K'INICH-AHK-AL MO'[NA:B], "Radiant Turtle Macaw Lake?" Drawing, transcription and translation after Martin and Grube (2008).


Maya ruler of Palenque; also known as Chaacal III and Akul Anab III. Reigned AD 721-736>.

Born 9.12.6.5.8 3 Lamat 6 Sak (September 13, 678).

Acceded: 9.14.10.4.2 9 Ik' 5 K'ayab (December 30, 721).

Wife: Lady Men Nik.

Father: Tiwol Chan Mat.

Mother: Lady Kinuw.

Brother: K'inich Janaab Pakal II?

Son: K'inich K'uk' Bahlam II.

Monuments: Temple 18 texts, Temple 19 bench and texts, Temple 21 texts; Tablets of the Orator and Scribe; Bundle Panel; House E Painted text?

Exercise task 1:
From the entry on the Palenque ruler, answer these:
(a) What Gregorian date of birth does it give?
(b) Who is named as his father?
(c) Who is named as his son?
Exercise task 2: How would you put this sentence from the entry on the Palenque ruler into Spanish: "Maya ruler of Palenque; also known as Chaacal III and Akul Anab III."?

Given material:
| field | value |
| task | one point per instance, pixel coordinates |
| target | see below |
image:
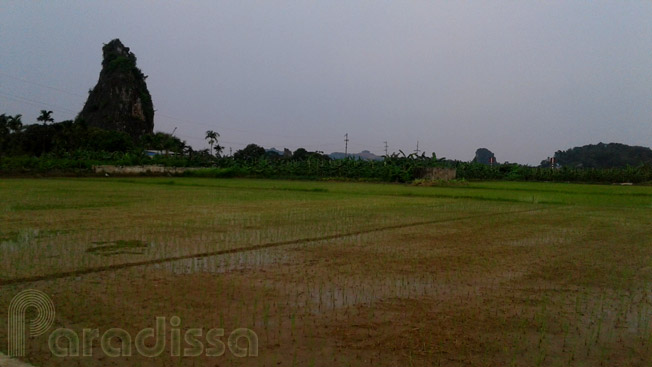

Task result 1:
(a) September 13, 678
(b) Tiwol Chan Mat
(c) K'inich K'uk' Bahlam II

Task result 2: Gobernante maya de Palenque; también conocido como Chaacal III y Akul Anab III.